* [Problem]: Once the line with "column 570, row 187" is found in the entries below, repeat it and each following line exactly, up to and including the line with "Query: child's face". Add no other lines.

Data for this exercise below:

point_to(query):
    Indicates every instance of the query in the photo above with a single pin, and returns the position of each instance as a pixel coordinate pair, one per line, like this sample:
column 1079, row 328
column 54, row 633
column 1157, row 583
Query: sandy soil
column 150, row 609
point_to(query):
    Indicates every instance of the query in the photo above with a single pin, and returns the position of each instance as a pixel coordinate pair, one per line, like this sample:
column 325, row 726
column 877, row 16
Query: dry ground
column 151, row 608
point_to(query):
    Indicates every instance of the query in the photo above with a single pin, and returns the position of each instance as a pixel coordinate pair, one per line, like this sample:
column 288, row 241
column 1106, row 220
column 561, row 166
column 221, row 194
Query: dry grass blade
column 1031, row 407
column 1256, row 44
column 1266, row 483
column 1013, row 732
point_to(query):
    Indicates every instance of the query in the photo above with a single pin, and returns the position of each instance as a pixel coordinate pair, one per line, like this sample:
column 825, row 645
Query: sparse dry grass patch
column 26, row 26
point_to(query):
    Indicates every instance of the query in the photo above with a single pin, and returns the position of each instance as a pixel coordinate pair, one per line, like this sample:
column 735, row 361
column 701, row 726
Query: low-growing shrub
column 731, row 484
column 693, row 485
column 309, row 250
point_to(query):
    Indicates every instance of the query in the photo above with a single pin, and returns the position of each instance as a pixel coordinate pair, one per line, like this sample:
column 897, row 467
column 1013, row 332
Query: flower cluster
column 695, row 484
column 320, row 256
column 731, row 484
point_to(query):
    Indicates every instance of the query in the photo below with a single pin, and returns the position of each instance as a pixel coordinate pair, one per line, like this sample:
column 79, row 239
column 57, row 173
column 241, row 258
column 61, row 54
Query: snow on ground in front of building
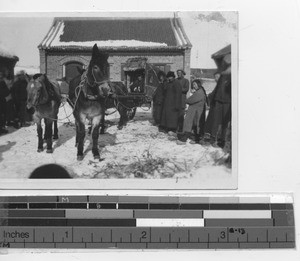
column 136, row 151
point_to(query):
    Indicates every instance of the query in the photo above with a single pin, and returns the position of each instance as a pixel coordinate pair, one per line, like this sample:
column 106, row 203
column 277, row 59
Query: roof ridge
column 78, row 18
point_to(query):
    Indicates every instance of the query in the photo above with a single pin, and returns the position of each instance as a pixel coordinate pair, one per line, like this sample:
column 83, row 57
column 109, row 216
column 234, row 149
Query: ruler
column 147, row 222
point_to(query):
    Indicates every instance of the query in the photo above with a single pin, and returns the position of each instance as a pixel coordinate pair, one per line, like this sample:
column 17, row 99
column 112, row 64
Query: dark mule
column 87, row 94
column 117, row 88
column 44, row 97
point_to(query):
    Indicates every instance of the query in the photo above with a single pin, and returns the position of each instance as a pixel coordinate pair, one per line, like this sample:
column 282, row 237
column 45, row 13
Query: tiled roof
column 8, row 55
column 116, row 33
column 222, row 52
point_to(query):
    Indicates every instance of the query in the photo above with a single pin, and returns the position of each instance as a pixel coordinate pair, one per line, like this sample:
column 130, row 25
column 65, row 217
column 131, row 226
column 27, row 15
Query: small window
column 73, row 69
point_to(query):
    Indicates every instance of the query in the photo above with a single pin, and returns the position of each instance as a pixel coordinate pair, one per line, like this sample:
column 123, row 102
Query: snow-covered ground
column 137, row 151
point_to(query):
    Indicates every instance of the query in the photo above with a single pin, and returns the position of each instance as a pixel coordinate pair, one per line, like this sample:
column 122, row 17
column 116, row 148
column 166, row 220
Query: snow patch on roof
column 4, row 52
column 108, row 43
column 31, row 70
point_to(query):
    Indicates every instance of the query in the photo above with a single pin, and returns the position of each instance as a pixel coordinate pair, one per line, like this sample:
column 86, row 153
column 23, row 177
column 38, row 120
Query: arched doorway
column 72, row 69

End of Data for this exercise.
Data for this exercise below:

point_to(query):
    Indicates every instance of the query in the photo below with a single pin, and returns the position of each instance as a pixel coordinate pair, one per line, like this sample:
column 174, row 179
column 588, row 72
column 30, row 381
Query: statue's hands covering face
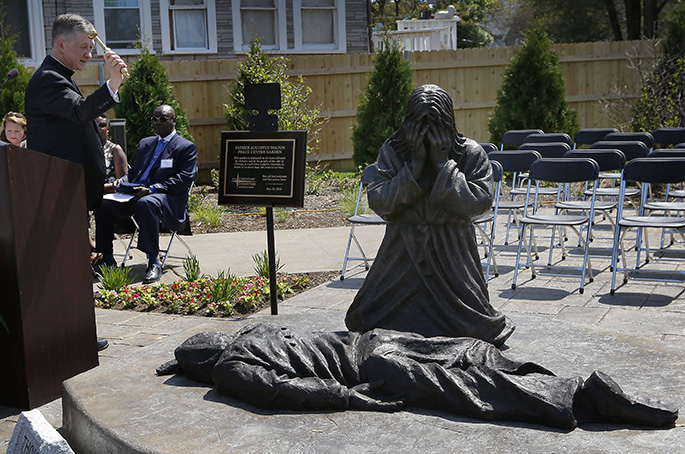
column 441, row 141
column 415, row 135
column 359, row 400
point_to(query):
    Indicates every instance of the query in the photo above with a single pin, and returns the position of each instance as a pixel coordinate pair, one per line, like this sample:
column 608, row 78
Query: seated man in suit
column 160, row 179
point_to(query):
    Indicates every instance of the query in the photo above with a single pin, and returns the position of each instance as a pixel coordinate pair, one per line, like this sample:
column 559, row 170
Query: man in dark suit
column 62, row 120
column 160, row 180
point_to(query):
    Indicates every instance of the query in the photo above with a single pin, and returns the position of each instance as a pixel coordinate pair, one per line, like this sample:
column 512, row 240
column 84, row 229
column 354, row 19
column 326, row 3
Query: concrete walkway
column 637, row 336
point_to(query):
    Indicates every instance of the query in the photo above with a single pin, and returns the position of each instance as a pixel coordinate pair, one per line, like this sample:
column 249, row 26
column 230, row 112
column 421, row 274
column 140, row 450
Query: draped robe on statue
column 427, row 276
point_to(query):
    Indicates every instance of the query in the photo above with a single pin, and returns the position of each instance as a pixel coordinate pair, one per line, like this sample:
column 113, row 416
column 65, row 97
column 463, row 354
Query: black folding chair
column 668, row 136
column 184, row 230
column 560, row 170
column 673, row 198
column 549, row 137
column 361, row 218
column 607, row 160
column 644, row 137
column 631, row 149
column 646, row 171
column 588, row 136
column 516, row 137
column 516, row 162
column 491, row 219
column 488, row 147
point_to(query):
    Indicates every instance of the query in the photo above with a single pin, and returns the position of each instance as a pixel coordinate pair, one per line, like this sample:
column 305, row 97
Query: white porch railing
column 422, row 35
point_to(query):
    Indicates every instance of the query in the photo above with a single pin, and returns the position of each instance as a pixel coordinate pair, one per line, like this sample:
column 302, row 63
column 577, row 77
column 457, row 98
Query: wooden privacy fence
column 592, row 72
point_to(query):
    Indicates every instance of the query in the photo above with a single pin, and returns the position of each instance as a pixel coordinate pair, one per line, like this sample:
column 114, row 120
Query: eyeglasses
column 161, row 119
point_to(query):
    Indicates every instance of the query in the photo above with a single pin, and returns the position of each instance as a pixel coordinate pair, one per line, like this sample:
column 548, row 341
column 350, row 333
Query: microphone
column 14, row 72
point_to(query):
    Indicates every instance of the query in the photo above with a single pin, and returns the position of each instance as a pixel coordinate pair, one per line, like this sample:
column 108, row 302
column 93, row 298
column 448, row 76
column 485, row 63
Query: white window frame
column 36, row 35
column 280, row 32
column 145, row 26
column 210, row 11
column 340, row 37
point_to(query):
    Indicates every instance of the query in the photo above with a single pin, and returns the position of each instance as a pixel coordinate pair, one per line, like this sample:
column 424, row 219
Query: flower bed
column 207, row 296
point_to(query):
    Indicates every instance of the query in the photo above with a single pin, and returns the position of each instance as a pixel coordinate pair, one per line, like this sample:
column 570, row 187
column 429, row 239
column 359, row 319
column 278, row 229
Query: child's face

End of Data for this exercise.

* [Response to the task]:
column 570, row 187
column 429, row 239
column 359, row 319
column 278, row 229
Query: child's face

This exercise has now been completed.